(Named-object pointing records)
★ ★ ★ ★ ★ ★ ★

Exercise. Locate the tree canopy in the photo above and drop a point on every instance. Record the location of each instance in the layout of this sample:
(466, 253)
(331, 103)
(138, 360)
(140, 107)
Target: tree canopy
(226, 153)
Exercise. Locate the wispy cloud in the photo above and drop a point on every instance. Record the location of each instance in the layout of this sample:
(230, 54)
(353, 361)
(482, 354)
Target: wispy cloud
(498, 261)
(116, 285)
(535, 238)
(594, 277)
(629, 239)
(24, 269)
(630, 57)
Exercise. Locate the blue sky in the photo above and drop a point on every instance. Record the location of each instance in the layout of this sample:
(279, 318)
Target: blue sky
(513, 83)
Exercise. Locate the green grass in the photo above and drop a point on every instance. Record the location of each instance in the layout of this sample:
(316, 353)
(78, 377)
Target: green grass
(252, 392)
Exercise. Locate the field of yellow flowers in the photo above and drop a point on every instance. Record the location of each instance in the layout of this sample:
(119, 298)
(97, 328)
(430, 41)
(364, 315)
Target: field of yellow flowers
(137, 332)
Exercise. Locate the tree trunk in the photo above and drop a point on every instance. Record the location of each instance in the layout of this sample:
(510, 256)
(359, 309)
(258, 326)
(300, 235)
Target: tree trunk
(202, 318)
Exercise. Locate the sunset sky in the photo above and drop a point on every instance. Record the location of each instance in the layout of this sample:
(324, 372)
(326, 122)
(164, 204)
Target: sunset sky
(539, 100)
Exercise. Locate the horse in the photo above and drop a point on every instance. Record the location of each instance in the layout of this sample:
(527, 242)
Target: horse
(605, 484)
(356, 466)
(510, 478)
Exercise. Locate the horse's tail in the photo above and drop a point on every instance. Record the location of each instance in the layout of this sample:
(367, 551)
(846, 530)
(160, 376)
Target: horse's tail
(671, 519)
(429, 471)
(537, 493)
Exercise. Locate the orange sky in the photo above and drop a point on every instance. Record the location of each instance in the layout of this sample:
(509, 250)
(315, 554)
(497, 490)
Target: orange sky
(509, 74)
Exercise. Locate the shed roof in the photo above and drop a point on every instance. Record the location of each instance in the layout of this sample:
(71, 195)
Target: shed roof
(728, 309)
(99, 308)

★ ★ ★ ★ ★ ★ ★

» What is required: Repeat every one of the records above word for word, changing nothing.

» Solution for this task:
Exercise. Locate the tree canopy in the photo above and drop a point on every instance. Record the location of each instance in the layout of this sample:
(466, 253)
(331, 103)
(138, 360)
(140, 107)
Target: tree canopy
(226, 153)
Exercise. Locate the wispy cloud in the photo above and drop a point on every instance. Record the location of each instance in the layout of this sample:
(230, 54)
(353, 361)
(482, 354)
Target: wispy cloud
(498, 261)
(116, 285)
(535, 238)
(594, 277)
(629, 239)
(24, 269)
(630, 57)
Exercise. Locate the blue sky in the photo above and drop a point on every instance. Record the location of each instance in the layout of this sample:
(279, 318)
Target: blue sky
(513, 83)
Exercise. Locate the green grass in the photo above and drop a point on every instance. Record the location of each instance in the layout of this sample:
(316, 353)
(78, 377)
Target: green grass
(252, 392)
Exercise. Locate the field of yellow flowers in the photo above and drop a point on every instance. Record the location of each instance in the layout of this sample:
(119, 298)
(97, 328)
(430, 41)
(364, 315)
Target: field of yellow flowers
(137, 332)
Exercise. Locate the tree trunk in the photo above and drop a point on every instance. Record the location of each instance in the layout of this sample:
(510, 256)
(359, 309)
(258, 326)
(300, 235)
Target: tree trunk
(202, 318)
Exercise. Locate the sunset sky in the photo above and drop a point on every instance. Record the location of each instance in the layout of this sample:
(324, 372)
(326, 122)
(164, 204)
Target: sunset sky
(539, 100)
Exercise. Locate the horse in the photo above and drop a point on every instance. Record the location of each instance in the layout of this sample:
(527, 242)
Target: horse
(605, 484)
(356, 466)
(510, 478)
Exercise. Locate the horse's tail in the photo above and drop a point on every instance. Record the location of each instance in the layout of this sample:
(367, 551)
(846, 530)
(160, 376)
Target: horse's tail
(671, 519)
(429, 471)
(537, 493)
Exercise. Locate the orange sky in the photo above and drop a point on every instance. Record the location of each instance in the layout of this sample:
(509, 250)
(315, 554)
(497, 490)
Target: orange sky
(509, 74)
Exercise. Locate the shed roof in the photo above and drop a point on every instance. Record the location of each instance in the layout of this sample:
(71, 195)
Target: shed roof
(728, 309)
(99, 308)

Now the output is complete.